Texto -
•••••

Parte IV – Conclusões, Modelos de Desenvolvimento e Desafios Futuros | Enquadramento Geral da Cibersegurança no Contexto do Conceito Estratégico de Defesa Nacional |

Centro Nacional de Cibersegurança | Enquadramento Geral da Cibersegurança no Contexto do Conceito Estratégico de Defesa Nacional |

Parte IV – Conclusões, Modelos de Desenvolvimento e Desafios Futuros

 

 

Duas conclusões resultam imediatamente da compreensão do ciclo histórico político-estratégico de evolução da cibersegurança em Portugal e, especialmente, da constituição do CNC:

  • a necessidade de um (novo) modelo de operacionalização da cibersegurança nacional [1] e
  • a necessidade de construção de um (novo) modelo de ciberilicitude.

A constituição do CNC concretiza, assim, simultaneamente, um ponto de chegada e um ponto de partida para um novo ciclo ou modelo de segurança nacional, exigindo o desenvolvimento de novos modelos de enquadramento estratégico e, sobretudo, novos modelos de enquadramento teórico-doutrinário, operacional e táctico-técnico.

 

1.Modelo de operacionalização da estratégia de cibersegurança

A construção de um modelo de operacionalização da estratégia de cibersegurança, no quadro alargado de segurança nacional do CEDN, vai implicar um processo de desenvolvimento, com prioridades diferenciadas, com pelo menos quatro fases:

(1º) É claro que a operacionalização da política e estratégia de segurança nacional, no quadro do CEDN, implica imediata, necessária e expressamente

  • a criação de um CNC e
  • a criação de um Centro de Ciberdefesa.

(2º) É também clara, no quadro do CEDN, a autonomização expressa dos fenómenos da cibercriminalidade, que justificariam a existência de um Centro de Cibercrime, à semelhança ou em paralelo ao Centro de Ciberdefesa [2].

(3º) Apesar da falta de uma referência expressa, é possível encontrar já no CEDN as linhas de força justificativas da autonomização de

  • um Centro de Ciberespionagem, focado sobre a «inteligência estratégica» e sobre as informações e
  • um Centro de Cibercrise, focado sobre as infraestruturas críticas e sobre as situações de gestão de crises, emergências e protecção civil com relevância digital.

(4º) Finalmente, sem qualquer referência directa ou indirecta, mas a partir de uma visão integrada e articulada, num quadro de ciberespaço que transcende as fronteiras territoriais físicas tradicionais, emerge a necessidade de um Centro de Ciberdiplomacia, para fazer face às necessidades acrescidas de relacionamento internacional e de governação do ciberespaço.

O modelo de cibersegurança seria assim construído a partir de cinco centros operacionais com particulares especificidades táctico-técnicas, articulados por sua vez por um Centro Nacional de Cibersegurança, de acordo com uma lógica de coordenação, cooperação e colaboração [3]:

 

2.Modelo de ciberilicitude

O discurso político, estratégico e operacional, no âmbito da sociedade digital e da cibersegurança em termos gerais, atribui um lugar central à categoria da cibercriminalidade como conceito agregador de todos os incidentes e actividades que, sendo realizadas no âmbito do ciberespaço ou através de meios cibernéticos, são consideradas ilícitas.

•••••

Extrato de dados -
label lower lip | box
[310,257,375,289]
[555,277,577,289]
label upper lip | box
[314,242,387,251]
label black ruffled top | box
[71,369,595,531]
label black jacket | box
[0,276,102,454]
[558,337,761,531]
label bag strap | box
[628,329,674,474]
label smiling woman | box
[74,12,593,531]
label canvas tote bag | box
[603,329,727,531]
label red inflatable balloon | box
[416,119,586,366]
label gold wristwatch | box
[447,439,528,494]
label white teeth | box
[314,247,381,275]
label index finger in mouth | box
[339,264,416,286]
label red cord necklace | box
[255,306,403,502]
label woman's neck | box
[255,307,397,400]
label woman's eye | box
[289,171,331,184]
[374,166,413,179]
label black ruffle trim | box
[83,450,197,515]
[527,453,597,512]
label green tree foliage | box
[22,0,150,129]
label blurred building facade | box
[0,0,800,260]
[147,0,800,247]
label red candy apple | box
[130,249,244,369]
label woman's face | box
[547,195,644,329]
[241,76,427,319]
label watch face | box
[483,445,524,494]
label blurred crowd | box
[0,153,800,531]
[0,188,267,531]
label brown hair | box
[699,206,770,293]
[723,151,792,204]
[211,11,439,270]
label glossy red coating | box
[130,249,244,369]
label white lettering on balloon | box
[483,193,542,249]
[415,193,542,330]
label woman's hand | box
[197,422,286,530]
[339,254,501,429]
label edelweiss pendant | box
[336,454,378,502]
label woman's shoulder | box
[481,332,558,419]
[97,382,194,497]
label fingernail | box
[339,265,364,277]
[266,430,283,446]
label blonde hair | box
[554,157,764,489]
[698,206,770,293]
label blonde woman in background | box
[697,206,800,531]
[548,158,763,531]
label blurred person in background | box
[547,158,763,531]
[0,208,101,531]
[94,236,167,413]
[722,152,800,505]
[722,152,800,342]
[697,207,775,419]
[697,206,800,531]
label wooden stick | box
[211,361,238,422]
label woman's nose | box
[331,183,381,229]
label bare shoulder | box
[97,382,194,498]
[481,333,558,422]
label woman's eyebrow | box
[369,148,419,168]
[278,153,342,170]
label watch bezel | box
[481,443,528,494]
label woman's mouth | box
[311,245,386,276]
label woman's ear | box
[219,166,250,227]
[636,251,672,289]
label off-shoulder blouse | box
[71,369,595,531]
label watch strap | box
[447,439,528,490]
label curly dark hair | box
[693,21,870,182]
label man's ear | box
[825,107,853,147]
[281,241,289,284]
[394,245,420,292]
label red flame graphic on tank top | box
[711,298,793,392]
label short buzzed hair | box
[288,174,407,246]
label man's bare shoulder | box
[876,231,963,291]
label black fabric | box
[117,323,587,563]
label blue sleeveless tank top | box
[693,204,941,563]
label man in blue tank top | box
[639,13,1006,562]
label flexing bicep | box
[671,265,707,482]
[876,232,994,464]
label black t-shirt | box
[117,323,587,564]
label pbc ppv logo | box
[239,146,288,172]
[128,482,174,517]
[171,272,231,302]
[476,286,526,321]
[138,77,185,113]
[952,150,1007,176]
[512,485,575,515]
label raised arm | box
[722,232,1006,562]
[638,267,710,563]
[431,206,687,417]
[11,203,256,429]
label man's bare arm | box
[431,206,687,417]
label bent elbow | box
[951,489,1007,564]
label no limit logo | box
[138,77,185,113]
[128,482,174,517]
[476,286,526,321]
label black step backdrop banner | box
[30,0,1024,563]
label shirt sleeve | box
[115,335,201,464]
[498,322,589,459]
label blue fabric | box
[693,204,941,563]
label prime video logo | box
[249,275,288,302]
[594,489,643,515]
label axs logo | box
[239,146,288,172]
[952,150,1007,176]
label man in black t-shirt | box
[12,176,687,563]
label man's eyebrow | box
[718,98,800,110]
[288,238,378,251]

•••••

Pedido 1 - Segundo o texto sobre cibersegurança, que centro surge da necessidade de relacionamento internacional e de governação do ciberespaço?
Pedido 2 - Repete o trecho do texto sobre cibersegurança que vai de "O discurso político, estratégico" a "são consideradas ilícitas.", ambos incluídos.
Pedido 3 - Prossegue o texto sobre cibersegurança a partir do ponto em que termina.
Os dados não têm qualquer relação com o texto sobre cibersegurança.

Resultado da tarefa 1 - Um Centro de Ciberdiplomacia.

Resultado da tarefa 2 -
O discurso político, estratégico e operacional, no âmbito da sociedade digital e da cibersegurança em termos gerais, atribui um lugar central à categoria da cibercriminalidade como conceito agregador de todos os incidentes e actividades que, sendo realizadas no âmbito do ciberespaço ou através de meios cibernéticos, são consideradas ilícitas.

Resultado da tarefa 3 -
Contudo, verdade é que a categoria da cibercriminalidade não deve ser erigida como um dos pilares conceptuais fundamentais da cibersegurança

  • quer porque é incorrecto, em termos jurídicos, classificar todos os incidentes ilícitos no âmbito da cibersegurança como incidentes criminosos ou crimes, havendo uma escala de ilicitude mais ampla;
  • quer porque essa equiparação é incapaz, em termos sociais, de captar e explicar todos os fenómenos associados à multiplicidade de incidentes ilícitos e respectiva danosidade social no âmbito de uma sociedade digital.

A categoria da cibercriminalidade deve ser integrada num quadro mais amplo de ciberilicitude, de forma a ser possível compreender toda a multiplicidade complexiva de incidentes, responsabilidades, bens jurídicos protegidos e tipos de ilícitos envolvidos na cibersegurança da sociedade digital.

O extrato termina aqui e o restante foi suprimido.